**Exercise input**
● ● ● ● ●

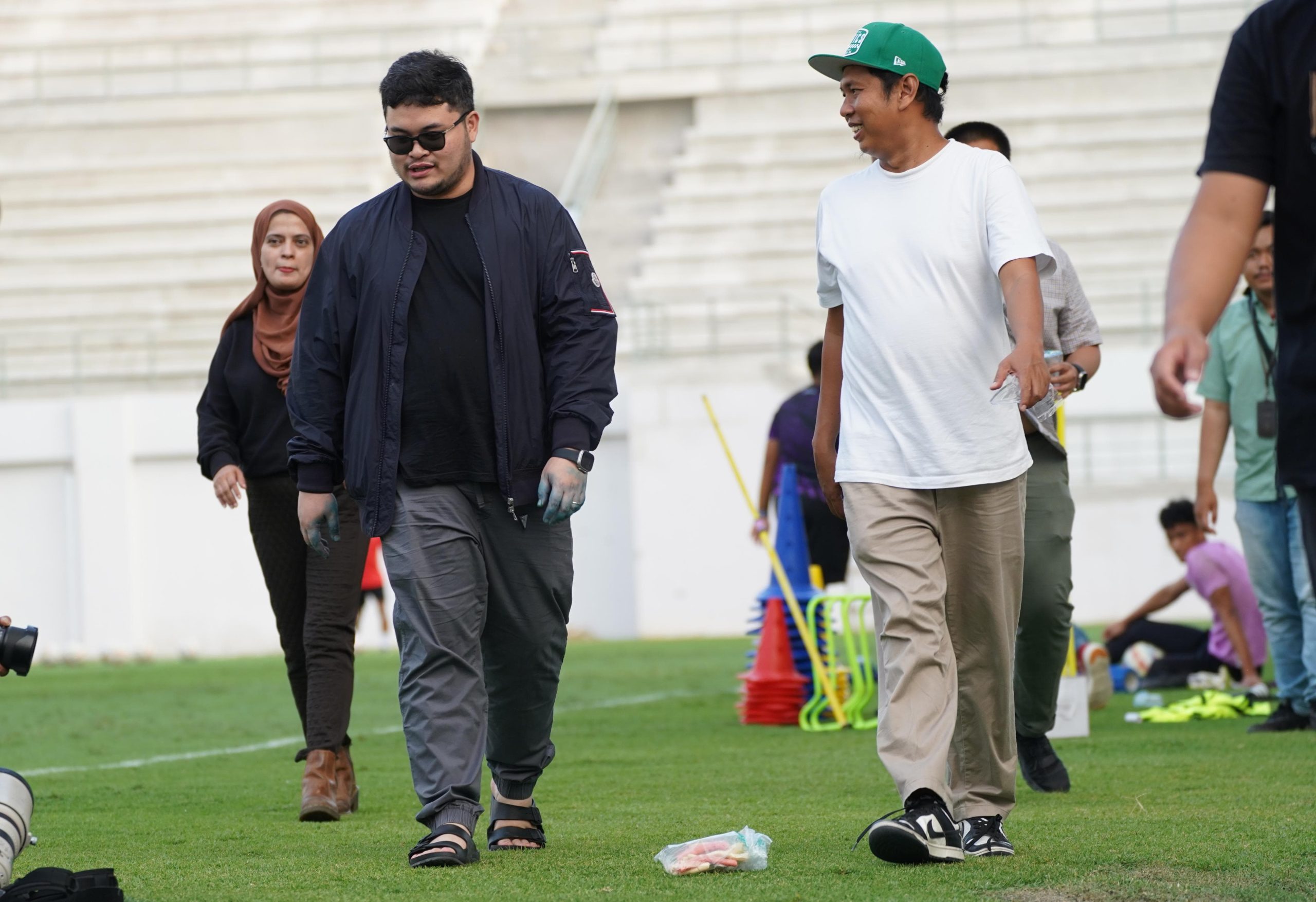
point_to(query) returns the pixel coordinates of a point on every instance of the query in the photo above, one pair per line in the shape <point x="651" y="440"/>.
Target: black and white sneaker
<point x="985" y="837"/>
<point x="923" y="833"/>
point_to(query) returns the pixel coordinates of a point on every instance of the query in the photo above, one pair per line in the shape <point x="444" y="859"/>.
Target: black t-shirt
<point x="1264" y="125"/>
<point x="448" y="414"/>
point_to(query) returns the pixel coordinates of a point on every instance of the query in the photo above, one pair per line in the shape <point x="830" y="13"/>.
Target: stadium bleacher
<point x="139" y="136"/>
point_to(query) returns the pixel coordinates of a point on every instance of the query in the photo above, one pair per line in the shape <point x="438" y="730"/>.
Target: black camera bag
<point x="60" y="885"/>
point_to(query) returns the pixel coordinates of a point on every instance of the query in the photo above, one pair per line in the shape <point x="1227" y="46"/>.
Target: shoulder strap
<point x="1267" y="351"/>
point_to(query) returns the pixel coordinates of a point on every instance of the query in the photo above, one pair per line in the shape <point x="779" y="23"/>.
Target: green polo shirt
<point x="1236" y="376"/>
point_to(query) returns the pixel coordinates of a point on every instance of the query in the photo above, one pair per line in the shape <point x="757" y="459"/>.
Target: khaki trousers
<point x="946" y="569"/>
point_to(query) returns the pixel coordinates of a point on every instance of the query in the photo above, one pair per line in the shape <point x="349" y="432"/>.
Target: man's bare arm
<point x="1215" y="430"/>
<point x="1223" y="604"/>
<point x="1024" y="313"/>
<point x="1160" y="600"/>
<point x="1203" y="273"/>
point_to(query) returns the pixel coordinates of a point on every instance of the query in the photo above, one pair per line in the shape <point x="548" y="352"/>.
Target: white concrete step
<point x="178" y="210"/>
<point x="77" y="34"/>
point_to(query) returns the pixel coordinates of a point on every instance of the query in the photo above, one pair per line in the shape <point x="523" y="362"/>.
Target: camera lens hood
<point x="17" y="645"/>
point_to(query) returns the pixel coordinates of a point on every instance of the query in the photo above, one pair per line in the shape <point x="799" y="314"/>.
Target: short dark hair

● ● ● ● ●

**Task to complete**
Drop the pictures, then write out everything else in the records exactly.

**Exercise answer**
point_to(query) returns the pixel coordinates of a point on every instance of the query in the photo above, one pair per line in the shape <point x="651" y="440"/>.
Target: black and white sneaker
<point x="985" y="837"/>
<point x="923" y="833"/>
point_to(query) returns the pixel coordinates of a point on every instance of the query in the photo above, one pair per line in the shape <point x="444" y="859"/>.
Target: black t-shirt
<point x="1264" y="125"/>
<point x="448" y="414"/>
point_to(query) returns the pixel coordinates of a point on every instance of the query in the photo above, one pair per line in the shape <point x="830" y="13"/>.
Target: stadium bleacher
<point x="139" y="136"/>
point_to(query) returns the pixel coordinates of a point on every instance of the query in the photo above, one pair per line in the shape <point x="438" y="730"/>.
Target: black camera bag
<point x="60" y="885"/>
point_to(query) returns the pixel coordinates of a point on every instance of the query in the photo above, one pair per line in the shape <point x="1227" y="46"/>.
Target: shoulder strap
<point x="1267" y="351"/>
point_to(query) returns the pixel coordinates of a point on every instance of the query in the photo above, one pair per line in the shape <point x="779" y="23"/>.
Target: green polo shirt
<point x="1236" y="376"/>
point_to(query) returns the pixel coordinates of a point on every instance of the query in the photo above, one pair per line in the shape <point x="757" y="459"/>.
Target: khaki trousers
<point x="946" y="569"/>
point_to(query) returns the pixel coordinates of a point on every instance of the query in the photo above, one pair per line in the shape <point x="349" y="432"/>.
Target: man's bare arm
<point x="1215" y="430"/>
<point x="1223" y="604"/>
<point x="1024" y="313"/>
<point x="1160" y="600"/>
<point x="1203" y="273"/>
point_to(query) returns the pixel coordinates of a point on every instance of the query in the photo above, one pair per line in the shape <point x="548" y="352"/>.
Target: white concrete step
<point x="178" y="210"/>
<point x="77" y="34"/>
point_to(query) returns the pixel coordinates of a point on every instance of the query in the photo above, one pair per line in the shape <point x="523" y="362"/>.
Target: camera lens hood
<point x="17" y="645"/>
point_to(query) returns the pixel coordinates of a point on every instance of the query in the photo above, one pair per line in the shape <point x="799" y="314"/>.
Target: short dark hair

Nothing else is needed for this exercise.